# Required action
Begin with the line containing "One marker belongs on each instance of the street" and copy every line after it to the end of the entries, exactly, leaving out the lines before it.

Image point grounding data:

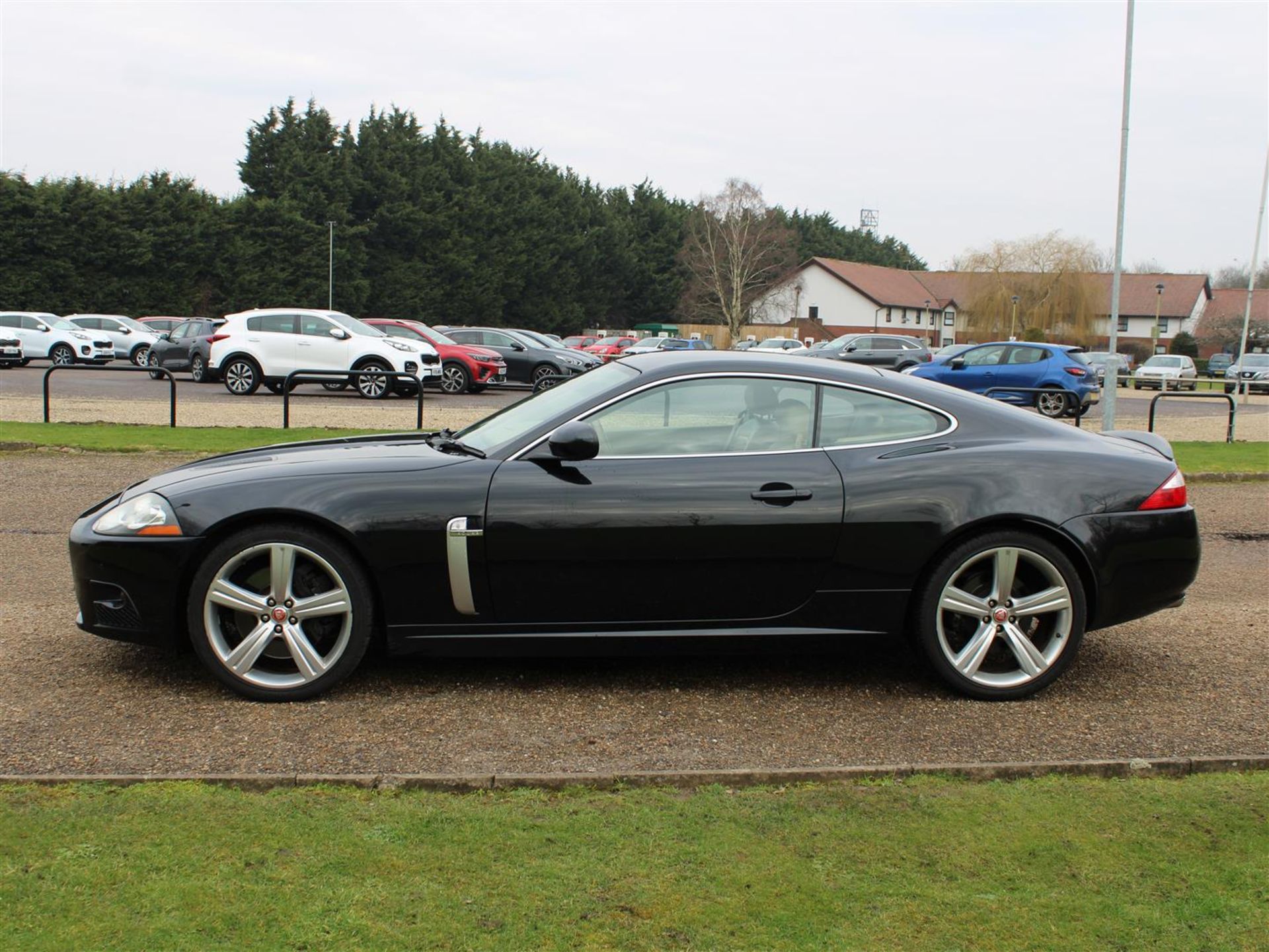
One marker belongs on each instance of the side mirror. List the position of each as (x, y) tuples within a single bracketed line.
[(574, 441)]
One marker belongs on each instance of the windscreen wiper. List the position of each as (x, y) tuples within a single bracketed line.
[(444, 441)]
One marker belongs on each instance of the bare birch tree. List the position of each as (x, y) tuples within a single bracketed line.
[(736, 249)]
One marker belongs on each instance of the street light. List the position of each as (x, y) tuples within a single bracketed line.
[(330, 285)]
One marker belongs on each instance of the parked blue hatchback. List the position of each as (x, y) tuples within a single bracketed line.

# Result below
One marker belongs on each instance of the street light. List the position of each as (x, y) tuples within a single bracketed line.
[(330, 285)]
One marker belongs on each instance of the parked blue hatchback. List the position of each as (x, y) tuples within a single bracketed line.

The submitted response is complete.